**Selected passage:**
- Opening Delimiter -

Party Honors Writers of Sara Evans’ “A Little Bit Stronger”

Song Inspired by Hillary Scott's Heartbreak

Taylor Swift isn’t the only songwriter who can turn a heartache into a hit.

ASCAP, BMI and SESAC, the performance rights organizations, threw a party Wednesday (May 25) at Nashville’s trendy Cabana restaurant to celebrate the writers of Sara Evans’ latest hit, “A Little Bit Stronger.” The song, co-written by Luke Laird, Hillary Lindsey and Lady Antebellum’s Hillary Scott, was inspired by a shattered love affair Scott suffered through.

“I personally would like to thank that dumb boy who broke your heart,” Lindsey told Scott as the three writers stood side by side onstage with Evans to accept a torrent of plaques and certificates.

Scott is a SESAC writer, Lindsey is with ASCAP and Laird with BMI.

Tan and standing tall in six-inch heels, Evans gloried in the song that brought her back to the top of the charts after her career hit a long dry spell during which she divorced, remarried and started a new family.

“The first time I heard it,” she remembered, “I called [manager] Clarence [Spalding] and said, ’I just know it’s a hit.'”

She was especially thankful to Lindsey, noting that she hasn’t recorded an album since 2000’s Born to Fly that didn’t include one of Lindsey’s songs on it.

“The next time you get together,” she told the writers, “you better call me. To write.”

Because she had been away from the recording arena so long, Evans explained, “I knew that every single song in this album had to be top notch.”

She thanked Spalding for helping her “get back on my feet” and reserved special praise for her husband, Jay Barker, whom she married in 2008.

She told the celebrants Barker vowed he would support her in any endeavor she chose, whether it was trying to be an actress or quitting the music business altogether.

- Closing Delimiter -

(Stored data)
- Opening Delimiter -

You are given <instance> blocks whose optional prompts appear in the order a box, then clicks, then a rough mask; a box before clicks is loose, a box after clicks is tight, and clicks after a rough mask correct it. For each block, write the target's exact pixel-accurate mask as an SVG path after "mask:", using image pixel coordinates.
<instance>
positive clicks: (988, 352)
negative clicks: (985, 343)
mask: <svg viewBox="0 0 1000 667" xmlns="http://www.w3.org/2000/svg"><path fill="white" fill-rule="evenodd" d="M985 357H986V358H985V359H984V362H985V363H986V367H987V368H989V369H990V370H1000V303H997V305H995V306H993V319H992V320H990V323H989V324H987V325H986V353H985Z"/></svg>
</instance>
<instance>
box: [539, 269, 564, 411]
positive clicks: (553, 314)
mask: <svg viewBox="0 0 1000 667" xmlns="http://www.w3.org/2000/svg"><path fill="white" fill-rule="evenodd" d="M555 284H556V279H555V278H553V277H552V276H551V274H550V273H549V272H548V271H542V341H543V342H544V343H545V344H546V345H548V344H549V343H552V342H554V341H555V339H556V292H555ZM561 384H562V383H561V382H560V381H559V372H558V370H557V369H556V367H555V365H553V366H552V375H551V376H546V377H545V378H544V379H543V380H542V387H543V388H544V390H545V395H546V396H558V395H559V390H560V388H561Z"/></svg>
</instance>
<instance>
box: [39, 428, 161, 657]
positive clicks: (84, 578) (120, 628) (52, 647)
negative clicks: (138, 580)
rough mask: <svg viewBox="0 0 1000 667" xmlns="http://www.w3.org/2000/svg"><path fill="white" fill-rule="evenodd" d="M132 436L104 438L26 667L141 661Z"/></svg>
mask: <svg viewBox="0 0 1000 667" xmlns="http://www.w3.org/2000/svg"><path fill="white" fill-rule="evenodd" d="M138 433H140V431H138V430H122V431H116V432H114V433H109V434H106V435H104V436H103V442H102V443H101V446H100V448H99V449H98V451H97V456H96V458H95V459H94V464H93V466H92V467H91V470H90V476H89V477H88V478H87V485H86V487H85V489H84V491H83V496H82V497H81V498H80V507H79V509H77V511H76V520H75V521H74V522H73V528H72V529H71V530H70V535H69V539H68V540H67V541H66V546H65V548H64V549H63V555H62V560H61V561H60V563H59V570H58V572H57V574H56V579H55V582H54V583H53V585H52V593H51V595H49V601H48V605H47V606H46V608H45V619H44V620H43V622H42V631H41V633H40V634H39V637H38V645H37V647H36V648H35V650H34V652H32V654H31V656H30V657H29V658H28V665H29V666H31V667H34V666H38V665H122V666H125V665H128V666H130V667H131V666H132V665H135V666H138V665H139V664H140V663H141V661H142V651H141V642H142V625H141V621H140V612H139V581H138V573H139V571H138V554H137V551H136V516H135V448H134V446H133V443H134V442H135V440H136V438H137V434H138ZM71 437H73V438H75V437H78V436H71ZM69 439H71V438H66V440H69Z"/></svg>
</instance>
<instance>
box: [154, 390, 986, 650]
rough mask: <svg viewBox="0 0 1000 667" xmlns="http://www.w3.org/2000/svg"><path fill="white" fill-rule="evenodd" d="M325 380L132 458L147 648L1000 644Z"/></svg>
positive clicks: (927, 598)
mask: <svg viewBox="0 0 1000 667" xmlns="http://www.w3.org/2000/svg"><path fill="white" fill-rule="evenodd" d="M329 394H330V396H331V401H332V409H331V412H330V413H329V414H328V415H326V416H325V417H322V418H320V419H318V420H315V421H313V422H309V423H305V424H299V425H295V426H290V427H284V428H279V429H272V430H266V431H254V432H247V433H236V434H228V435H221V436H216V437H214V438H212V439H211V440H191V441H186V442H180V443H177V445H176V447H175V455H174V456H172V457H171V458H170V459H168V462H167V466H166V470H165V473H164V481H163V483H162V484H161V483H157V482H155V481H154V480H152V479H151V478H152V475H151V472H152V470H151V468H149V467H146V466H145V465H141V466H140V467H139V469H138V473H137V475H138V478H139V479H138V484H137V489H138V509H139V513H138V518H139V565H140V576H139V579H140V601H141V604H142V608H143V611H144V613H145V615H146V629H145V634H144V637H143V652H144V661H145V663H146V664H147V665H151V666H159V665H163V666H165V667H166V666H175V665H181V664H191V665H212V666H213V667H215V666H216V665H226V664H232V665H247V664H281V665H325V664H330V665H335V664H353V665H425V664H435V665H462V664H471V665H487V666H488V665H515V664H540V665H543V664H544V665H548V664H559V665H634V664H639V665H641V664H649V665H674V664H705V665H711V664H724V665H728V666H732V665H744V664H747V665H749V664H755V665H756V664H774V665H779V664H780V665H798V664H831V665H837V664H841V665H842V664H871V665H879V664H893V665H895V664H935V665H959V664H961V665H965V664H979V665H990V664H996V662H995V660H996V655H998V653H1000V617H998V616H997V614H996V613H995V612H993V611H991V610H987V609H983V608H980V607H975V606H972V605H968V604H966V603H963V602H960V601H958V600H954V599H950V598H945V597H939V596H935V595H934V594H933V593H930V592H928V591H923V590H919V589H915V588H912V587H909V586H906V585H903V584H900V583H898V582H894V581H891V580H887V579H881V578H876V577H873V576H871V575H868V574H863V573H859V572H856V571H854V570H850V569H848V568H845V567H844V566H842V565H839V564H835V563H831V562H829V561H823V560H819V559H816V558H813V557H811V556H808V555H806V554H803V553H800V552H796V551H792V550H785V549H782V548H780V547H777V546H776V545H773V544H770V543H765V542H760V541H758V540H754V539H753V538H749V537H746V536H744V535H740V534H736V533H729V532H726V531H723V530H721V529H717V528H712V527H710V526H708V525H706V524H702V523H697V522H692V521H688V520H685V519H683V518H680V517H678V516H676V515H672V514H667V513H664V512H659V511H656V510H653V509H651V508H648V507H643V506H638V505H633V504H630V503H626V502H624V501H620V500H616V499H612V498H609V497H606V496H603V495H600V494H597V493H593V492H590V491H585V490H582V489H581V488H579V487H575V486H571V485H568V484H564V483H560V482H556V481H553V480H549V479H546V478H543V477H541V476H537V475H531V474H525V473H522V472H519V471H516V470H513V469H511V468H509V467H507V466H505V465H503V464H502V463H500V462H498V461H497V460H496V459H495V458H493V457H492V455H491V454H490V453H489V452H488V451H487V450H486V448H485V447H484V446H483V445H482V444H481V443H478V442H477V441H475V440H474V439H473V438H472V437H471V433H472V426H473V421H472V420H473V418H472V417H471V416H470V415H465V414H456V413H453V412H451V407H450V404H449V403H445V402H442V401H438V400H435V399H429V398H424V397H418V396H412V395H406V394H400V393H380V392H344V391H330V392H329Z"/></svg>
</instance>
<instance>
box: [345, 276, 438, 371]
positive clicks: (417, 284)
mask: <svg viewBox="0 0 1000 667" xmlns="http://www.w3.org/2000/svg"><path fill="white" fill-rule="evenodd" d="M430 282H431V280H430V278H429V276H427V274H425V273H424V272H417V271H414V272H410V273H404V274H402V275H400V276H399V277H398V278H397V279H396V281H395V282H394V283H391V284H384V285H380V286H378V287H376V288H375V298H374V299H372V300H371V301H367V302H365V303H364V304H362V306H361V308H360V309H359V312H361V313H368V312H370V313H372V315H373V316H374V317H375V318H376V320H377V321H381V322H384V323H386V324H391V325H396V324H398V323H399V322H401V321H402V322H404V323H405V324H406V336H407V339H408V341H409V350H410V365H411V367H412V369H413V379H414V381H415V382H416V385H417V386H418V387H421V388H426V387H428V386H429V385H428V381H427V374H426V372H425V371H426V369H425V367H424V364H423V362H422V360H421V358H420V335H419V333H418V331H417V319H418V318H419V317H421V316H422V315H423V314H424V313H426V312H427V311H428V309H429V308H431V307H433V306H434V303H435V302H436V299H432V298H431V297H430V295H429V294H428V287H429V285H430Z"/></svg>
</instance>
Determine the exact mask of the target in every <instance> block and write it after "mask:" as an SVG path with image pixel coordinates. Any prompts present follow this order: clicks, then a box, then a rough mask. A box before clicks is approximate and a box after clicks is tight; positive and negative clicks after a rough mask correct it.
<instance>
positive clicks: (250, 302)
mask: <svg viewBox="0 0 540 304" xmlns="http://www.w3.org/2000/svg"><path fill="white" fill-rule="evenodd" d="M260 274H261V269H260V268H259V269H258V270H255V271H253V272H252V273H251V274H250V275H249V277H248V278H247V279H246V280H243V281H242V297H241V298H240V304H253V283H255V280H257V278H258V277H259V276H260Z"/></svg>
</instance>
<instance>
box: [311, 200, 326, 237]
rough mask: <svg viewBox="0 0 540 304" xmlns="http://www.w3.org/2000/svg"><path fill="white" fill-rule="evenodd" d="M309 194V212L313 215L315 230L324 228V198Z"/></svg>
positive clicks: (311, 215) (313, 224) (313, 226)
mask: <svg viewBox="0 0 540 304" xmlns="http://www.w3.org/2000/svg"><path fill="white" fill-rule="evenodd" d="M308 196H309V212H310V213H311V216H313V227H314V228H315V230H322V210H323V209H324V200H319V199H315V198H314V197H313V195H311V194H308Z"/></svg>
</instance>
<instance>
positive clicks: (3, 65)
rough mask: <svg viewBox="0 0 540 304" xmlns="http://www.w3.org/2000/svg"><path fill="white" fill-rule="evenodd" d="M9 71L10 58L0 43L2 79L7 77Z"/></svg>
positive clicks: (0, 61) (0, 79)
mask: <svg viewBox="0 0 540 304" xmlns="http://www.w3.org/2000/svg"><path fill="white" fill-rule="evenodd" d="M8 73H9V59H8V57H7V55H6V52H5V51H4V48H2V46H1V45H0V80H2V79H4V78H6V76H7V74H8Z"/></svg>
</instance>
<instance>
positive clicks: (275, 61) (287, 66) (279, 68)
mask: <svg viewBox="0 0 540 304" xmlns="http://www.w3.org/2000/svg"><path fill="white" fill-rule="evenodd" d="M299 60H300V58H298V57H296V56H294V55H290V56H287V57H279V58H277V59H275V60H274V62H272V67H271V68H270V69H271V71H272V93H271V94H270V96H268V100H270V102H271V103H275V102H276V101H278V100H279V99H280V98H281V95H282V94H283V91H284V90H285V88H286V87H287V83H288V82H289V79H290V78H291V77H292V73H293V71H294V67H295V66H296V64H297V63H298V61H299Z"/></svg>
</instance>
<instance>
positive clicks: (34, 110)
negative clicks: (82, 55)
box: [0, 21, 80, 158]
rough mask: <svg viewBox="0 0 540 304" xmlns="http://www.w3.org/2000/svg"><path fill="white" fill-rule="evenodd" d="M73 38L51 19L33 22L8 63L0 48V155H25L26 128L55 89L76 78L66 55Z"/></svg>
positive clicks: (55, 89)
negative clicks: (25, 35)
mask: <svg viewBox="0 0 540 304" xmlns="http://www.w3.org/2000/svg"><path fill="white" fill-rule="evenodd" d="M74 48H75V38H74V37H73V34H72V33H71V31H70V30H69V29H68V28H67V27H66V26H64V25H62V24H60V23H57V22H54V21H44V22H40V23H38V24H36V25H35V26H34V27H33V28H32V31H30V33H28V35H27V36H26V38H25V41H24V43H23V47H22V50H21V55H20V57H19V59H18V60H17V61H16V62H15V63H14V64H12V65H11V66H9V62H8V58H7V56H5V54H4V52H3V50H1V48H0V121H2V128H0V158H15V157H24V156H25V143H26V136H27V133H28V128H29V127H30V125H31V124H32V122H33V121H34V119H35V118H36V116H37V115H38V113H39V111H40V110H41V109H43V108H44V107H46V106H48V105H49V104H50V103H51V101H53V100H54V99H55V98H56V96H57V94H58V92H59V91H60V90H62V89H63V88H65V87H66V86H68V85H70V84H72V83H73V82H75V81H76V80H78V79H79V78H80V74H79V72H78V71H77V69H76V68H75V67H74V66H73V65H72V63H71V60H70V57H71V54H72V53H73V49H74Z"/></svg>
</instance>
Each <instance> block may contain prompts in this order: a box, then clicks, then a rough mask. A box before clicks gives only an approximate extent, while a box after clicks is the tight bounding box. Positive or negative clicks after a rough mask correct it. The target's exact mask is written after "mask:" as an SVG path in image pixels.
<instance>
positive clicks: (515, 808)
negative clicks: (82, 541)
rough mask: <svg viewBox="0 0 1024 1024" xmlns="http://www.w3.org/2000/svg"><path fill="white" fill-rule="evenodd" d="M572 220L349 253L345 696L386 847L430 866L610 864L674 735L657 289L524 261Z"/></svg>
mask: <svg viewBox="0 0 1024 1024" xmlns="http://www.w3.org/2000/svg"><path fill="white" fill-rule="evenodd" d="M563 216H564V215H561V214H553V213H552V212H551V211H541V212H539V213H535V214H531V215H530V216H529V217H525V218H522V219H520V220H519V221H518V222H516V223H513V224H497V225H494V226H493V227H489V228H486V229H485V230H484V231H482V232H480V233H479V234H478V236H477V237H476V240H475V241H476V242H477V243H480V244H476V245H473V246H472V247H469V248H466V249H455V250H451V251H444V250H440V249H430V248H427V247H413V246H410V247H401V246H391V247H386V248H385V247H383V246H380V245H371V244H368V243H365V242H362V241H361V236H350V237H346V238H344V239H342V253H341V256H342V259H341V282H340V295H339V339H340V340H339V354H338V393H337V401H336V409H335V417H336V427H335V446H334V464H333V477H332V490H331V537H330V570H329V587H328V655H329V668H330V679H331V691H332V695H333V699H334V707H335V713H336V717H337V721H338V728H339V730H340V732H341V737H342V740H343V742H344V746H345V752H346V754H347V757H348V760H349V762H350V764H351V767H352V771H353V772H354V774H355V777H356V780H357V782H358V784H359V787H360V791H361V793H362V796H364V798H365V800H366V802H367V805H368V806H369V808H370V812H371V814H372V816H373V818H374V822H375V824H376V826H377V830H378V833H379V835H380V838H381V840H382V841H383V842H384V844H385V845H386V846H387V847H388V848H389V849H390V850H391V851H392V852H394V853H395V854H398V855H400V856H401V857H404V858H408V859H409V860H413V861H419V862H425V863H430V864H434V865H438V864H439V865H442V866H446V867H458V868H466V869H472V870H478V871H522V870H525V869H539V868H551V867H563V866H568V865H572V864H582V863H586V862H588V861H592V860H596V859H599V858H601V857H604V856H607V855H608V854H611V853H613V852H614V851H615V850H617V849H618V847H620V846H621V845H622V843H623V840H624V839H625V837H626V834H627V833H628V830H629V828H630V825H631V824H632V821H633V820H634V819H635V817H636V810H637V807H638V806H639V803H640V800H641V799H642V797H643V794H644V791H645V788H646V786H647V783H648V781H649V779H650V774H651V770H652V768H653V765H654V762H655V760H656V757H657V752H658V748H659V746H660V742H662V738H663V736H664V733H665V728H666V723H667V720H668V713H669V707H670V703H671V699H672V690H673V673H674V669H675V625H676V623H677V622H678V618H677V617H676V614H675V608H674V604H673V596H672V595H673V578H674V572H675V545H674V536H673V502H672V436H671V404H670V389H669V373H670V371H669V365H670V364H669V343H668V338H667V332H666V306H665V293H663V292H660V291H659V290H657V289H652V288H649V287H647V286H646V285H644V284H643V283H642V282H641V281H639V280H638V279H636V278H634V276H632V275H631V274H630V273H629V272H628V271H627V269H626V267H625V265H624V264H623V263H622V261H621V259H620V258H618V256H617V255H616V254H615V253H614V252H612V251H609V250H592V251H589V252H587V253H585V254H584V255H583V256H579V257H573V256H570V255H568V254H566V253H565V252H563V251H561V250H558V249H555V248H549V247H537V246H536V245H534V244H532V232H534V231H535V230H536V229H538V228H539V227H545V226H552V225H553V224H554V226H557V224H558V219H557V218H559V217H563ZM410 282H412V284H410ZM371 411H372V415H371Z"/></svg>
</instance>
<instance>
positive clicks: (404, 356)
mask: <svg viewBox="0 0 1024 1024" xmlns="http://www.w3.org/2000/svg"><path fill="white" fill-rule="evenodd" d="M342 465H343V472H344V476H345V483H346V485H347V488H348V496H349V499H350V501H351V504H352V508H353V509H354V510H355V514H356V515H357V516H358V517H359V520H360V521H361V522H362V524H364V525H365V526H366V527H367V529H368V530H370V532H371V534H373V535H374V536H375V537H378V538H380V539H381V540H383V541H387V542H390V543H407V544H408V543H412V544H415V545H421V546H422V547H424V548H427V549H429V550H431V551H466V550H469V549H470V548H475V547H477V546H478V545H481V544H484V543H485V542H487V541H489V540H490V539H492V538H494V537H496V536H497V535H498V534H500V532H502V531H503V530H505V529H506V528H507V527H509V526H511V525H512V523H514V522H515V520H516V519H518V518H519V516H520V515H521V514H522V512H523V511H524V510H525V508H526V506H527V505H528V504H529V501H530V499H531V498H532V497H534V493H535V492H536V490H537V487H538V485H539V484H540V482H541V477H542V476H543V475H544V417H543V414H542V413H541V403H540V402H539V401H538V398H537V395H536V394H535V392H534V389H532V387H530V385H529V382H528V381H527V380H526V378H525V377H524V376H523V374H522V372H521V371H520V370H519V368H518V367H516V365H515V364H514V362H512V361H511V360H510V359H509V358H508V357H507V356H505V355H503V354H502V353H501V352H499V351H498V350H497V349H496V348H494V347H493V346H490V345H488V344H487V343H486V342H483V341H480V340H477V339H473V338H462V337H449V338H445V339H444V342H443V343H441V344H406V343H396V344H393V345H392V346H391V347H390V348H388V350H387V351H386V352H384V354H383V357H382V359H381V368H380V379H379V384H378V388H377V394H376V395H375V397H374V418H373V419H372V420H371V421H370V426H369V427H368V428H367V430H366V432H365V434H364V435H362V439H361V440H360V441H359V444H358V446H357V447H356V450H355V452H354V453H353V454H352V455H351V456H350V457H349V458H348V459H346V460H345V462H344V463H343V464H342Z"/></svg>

- Closing Delimiter -

**Work to be completed:**
Answer these questions using the article about the party for the song's writers:
1. At which restaurant was the party held?
2. Which performance rights organization is Lindsey with?
3. In what year did Evans marry Jay Barker?

**Output of the task:**
1. Nashville's Cabana restaurant
2. ASCAP
3. 2008